Exercise brief: In the copy, include every entry exactly but none of the images.

Excerpted data:
◆ ◆ ◆ ◆ ◆
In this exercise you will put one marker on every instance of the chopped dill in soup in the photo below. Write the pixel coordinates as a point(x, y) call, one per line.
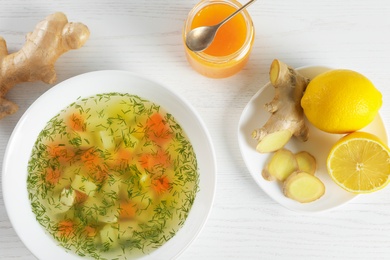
point(112, 176)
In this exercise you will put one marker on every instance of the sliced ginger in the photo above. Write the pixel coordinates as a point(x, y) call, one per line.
point(296, 172)
point(303, 187)
point(281, 165)
point(287, 118)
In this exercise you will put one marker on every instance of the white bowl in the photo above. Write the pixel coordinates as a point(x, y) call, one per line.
point(59, 97)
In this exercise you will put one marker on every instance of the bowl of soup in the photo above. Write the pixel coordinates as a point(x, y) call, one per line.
point(109, 165)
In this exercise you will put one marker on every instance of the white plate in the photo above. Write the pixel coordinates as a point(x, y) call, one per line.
point(319, 144)
point(49, 104)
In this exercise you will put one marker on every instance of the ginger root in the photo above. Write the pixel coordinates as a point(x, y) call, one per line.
point(35, 60)
point(303, 187)
point(293, 170)
point(281, 165)
point(287, 118)
point(306, 162)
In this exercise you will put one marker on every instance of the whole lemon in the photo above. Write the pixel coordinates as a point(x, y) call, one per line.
point(341, 101)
◆ ◆ ◆ ◆ ◆
The answer:
In this exercise you will put one marker on every instance of the chopped dill in soup in the photo below. Write the pixel coordinates as a point(x, y) call, one per line.
point(112, 176)
In this exercise you will put one marker on every instance of the sliced ginger in the photo above. Write the pixel coordinates as a point(x, y) call, one per line.
point(296, 172)
point(303, 187)
point(281, 165)
point(287, 118)
In this exercise you will put one marker on every instance of the white bowl in the photo above. Write the pixel coordinates as a point(x, y) call, one per line.
point(59, 97)
In this exercise you will put one marker on every instance of the bowl of soup in the photo above. Write the pixel coordinates as a point(x, y) call, one per line.
point(109, 165)
In this exercise you will put one marker on every instance of the white plate in the photo above. Write the pixel coordinates as a point(x, y) call, one per line.
point(319, 144)
point(49, 104)
In this exercise you will put one marker on every instance of the ginger root in the photo above. Write the pixel coordinates as a point(x, y) call, one per line.
point(35, 60)
point(303, 187)
point(293, 170)
point(281, 165)
point(287, 118)
point(306, 162)
In this exercise you will put one marker on every instance of the whole lemon in the photo above. Write the pixel coordinates as a point(x, y) call, one per line.
point(341, 101)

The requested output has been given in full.